** START OF PASSAGE SHOWN **

The fair value of a financial instrument is the amount of consideration
that would be agreed upon in an arm's-length transaction between
knowledgeable, willing parties who are under no compulsion to act. Fair
values are determined by reference to quoted bid or ask prices, as
appropriate, in the most advantageous active market for that instrument
to which we have immediate access. Where bid and ask prices are
unavailable, we would use the closing price of the most recent
transaction for that instrument. In the absence of an active market, we
determine fair values based on prevailing market rates for instruments
with similar characteristics or internal and external valuation models,
such as option pricing models and discounted cash flow analysis, that use
observable market based inputs and assumptions.
(b) Carrying Value and Fair Value of Financial Instruments
i. Cash
Cash is classified as held-for-trading and is reported at fair value.

** END OF PASSAGE SHOWN **
** START OF DATA RECORDS **

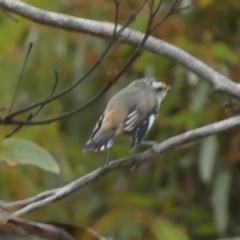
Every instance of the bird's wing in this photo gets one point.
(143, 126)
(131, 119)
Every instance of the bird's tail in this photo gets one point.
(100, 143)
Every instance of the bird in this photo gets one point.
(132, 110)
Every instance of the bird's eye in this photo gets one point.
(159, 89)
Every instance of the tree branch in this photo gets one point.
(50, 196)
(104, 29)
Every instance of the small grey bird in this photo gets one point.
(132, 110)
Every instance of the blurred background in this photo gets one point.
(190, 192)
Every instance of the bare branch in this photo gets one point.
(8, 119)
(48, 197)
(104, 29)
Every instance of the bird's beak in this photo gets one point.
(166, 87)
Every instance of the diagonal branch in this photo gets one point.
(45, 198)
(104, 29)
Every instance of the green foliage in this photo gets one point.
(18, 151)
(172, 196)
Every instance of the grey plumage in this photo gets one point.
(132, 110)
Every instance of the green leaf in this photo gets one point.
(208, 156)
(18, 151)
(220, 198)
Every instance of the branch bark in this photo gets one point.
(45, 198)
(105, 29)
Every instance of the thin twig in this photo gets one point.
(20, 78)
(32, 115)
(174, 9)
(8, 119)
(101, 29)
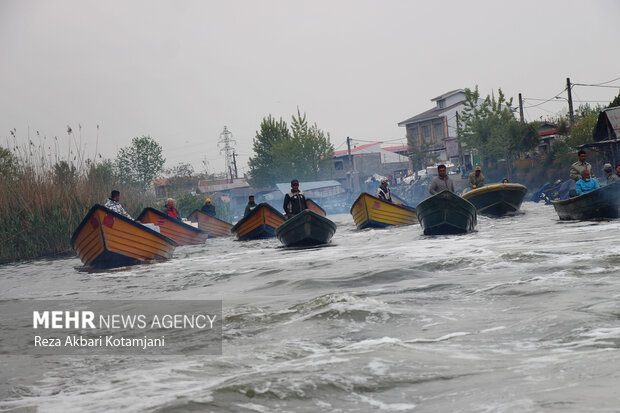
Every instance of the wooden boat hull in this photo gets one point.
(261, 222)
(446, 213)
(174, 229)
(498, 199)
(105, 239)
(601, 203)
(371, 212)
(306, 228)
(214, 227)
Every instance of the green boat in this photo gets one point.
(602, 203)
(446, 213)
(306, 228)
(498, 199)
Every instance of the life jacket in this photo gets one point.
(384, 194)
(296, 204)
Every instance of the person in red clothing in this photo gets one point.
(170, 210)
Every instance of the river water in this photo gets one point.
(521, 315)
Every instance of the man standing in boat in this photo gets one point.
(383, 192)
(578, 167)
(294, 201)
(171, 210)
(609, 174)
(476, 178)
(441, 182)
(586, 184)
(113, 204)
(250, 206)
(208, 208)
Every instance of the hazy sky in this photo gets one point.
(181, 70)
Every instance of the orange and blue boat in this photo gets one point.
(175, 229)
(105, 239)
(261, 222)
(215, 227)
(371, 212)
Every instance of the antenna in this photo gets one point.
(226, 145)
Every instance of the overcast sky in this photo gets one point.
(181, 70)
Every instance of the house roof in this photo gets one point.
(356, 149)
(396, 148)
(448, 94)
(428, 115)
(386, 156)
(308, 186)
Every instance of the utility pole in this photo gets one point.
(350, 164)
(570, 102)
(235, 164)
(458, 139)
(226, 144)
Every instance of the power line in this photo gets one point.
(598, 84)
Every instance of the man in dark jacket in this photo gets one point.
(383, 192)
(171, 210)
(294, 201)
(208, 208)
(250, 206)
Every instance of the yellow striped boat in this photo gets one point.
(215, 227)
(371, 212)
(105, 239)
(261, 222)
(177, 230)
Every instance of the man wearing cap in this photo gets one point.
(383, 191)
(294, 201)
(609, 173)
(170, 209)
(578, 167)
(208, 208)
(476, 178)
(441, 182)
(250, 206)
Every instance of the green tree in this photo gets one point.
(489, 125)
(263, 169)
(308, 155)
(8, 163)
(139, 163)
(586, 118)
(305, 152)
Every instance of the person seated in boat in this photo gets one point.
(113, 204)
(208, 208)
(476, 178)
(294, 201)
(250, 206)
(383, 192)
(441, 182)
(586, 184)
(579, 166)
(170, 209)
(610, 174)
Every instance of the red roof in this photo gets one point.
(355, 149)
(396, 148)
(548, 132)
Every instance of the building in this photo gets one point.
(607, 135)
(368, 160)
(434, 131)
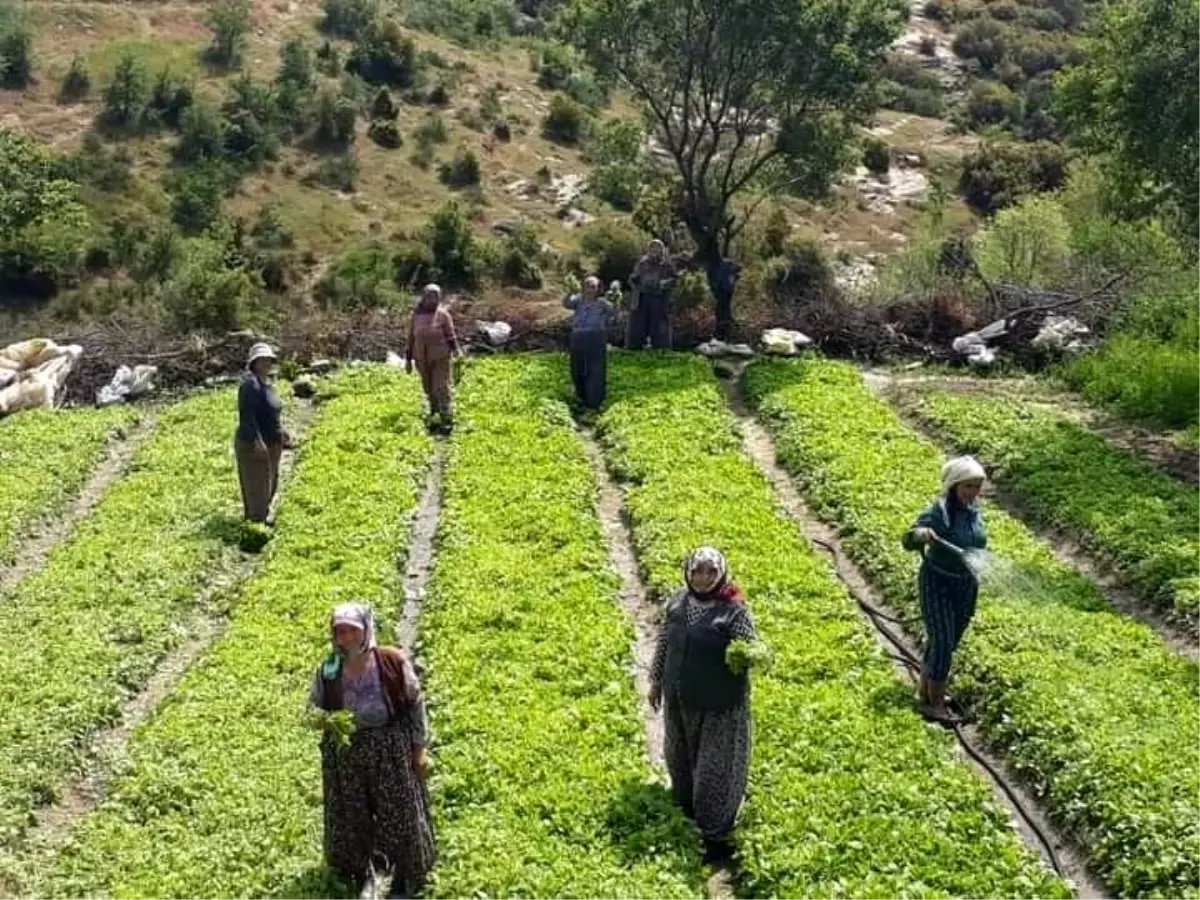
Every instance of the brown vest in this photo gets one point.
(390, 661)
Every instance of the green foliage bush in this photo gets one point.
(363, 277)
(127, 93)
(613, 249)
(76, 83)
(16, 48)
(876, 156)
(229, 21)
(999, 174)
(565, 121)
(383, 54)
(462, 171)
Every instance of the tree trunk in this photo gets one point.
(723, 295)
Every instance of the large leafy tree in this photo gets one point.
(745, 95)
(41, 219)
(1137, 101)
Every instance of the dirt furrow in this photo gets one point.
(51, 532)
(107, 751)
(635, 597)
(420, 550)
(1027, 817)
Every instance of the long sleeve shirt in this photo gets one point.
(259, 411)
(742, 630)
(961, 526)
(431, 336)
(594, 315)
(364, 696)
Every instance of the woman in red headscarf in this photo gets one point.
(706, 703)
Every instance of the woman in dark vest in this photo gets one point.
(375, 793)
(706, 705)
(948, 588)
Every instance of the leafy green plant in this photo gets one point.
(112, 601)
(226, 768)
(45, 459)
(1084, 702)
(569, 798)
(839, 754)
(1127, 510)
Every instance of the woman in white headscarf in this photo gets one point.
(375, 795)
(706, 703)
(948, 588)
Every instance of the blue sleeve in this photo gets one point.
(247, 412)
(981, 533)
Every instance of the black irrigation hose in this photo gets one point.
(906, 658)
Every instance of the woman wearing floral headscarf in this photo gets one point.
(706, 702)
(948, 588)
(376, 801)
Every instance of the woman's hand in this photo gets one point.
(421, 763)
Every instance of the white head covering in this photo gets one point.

** END OF DATA RECORDS **

[SHORT PROBLEM 1]: Decide whether each statement agrees with the fair value passage, answering yes or no and quoting the words of the passage that settle it: (a) Fair values are set by reference to quoted bid or ask prices in the most advantageous active market the company can reach immediately. (b) When bid and ask prices are unavailable, an average of several recent transaction prices is used. (c) Cash is reported at its original cost.
[SHORT PROBLEM 2]: Carry the fair value passage forward from its last sentence.

[WRITTEN REPLY 1]:
(a) Yes: "Fair values are determined by reference to quoted bid or ask prices, as appropriate, in the most advantageous active market for that instrument to which we have immediate access."
(b) No: "Where bid and ask prices are unavailable, we would use the closing price of the most recent transaction for that instrument."
(c) No: "Cash is classified as held-for-trading and is reported at fair value."

[WRITTEN REPLY 2]:
ii. Accounts Receivable
Accounts receivable are classified as loans and are reported at amortized
cost. At March 31, 2007 the carrying value of accounts receivable
approximated their fair value.
iii. Marketable Securities
Marketable securities with a quoted market price in an active market are
classified as available-for-sale and are reported at fair value. As at
March 31, 2007 the Fund reported investments in marketable securities of
publicly traded marketable securities at a fair value of $8,769,000.
Marketable securities without a quoted market price in an active market
are reported at amortized cost. As at March 31, 2007 the Fund reported
investments in marketable securities of private companies at an amortized
cost of $38,700,000.
Marketable securities are included in other current assets or other
assets on the Consolidated Balance Sheet. Realized gains and losses on
marketable securities are included in other income.
iv. Accounts Payable & Distributions Payable to Unitholders
Accounts payable as well as Distributions payable to unitholders are
classified as other liabilities and are reported at amortized cost. At
March 31, 2007 the carrying value of these accounts approximated their
fair value.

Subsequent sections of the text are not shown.